*PASSAGE SHOWN*.
----
Home etftrends.com An Advisor’s Guide to Proposed Retirement Legislation

An Advisor’s Guide to Proposed Retirement Legislation

There have been many recent happenings in Washington D.C. in regards to legislation that will impact retirement income and savings for clients, and Tom Duncan, senior director of the Advanced Consulting Group for Nationwide, gives an overview on the Nationwide blog.

First and foremost was the passage of House Resolution 2954 in the U.S. House of Representatives on March 29. The Securing a Strong Retirement Act of 2022, dubbed SECURE 2.0, now faces reconciliation between the House and Senate versions with expectations of being passed in Q4 of 2022.

The version in the House includes expanding the rules for Qualified Charitable Donations (QCD) from IRAs to allow for an annual donation to a charity up to $100,000 that would be excluded from income for individuals over 70 ½ years. A one-time distribution can also be made to charities via a charitable remainder trust (CRT) as well as a charitable gift annuity up to $50,000 indexed, with a total limit of $100,000.

Required minimum distributions will also be bumped to 73 in 2023 and 74 in 2030 before reaching 75 in 2033 under the proposed House legislation. IRA contributions will be indexed so that the catch-up limit acts the same as the standard IRA contribution limit; current laws increase contributions by $1,000 at 50 but aren’t indexed so that they can increase annually.
----
*DATA EXCERPTS*.
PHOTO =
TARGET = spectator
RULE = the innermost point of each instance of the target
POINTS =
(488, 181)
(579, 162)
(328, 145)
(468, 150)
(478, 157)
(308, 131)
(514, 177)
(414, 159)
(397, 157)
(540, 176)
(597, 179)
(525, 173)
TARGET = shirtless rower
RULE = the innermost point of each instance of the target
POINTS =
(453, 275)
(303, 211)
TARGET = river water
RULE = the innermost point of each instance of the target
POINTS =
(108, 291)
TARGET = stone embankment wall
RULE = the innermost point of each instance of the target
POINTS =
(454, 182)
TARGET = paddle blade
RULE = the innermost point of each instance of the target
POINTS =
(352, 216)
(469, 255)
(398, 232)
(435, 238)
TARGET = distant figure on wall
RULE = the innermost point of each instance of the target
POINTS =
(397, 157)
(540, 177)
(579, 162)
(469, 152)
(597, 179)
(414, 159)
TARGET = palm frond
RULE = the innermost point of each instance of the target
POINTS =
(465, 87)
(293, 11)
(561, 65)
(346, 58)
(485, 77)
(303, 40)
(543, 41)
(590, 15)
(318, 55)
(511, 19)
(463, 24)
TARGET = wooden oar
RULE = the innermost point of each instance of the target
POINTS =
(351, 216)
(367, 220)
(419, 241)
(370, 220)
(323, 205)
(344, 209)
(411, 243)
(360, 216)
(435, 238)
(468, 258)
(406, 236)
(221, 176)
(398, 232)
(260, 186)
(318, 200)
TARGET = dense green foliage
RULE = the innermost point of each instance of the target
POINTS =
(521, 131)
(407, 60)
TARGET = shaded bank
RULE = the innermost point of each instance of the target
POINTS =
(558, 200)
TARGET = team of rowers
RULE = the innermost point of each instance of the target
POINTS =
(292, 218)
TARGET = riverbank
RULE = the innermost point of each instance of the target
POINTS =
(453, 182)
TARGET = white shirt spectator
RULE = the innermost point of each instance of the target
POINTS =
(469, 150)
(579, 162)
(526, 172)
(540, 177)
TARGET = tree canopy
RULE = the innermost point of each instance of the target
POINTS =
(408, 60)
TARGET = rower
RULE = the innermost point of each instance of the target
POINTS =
----
Please repeat the retirement legislation article word for word, starting at "First and foremost" and ending at "Q4 of 2022.". The items have nothing to do with the retirement legislation article.

*REPLY*.
First and foremost was the passage of House Resolution 2954 in the U.S. House of Representatives on March 29. The Securing a Strong Retirement Act of 2022, dubbed SECURE 2.0, now faces reconciliation between the House and Senate versions with expectations of being passed in Q4 of 2022.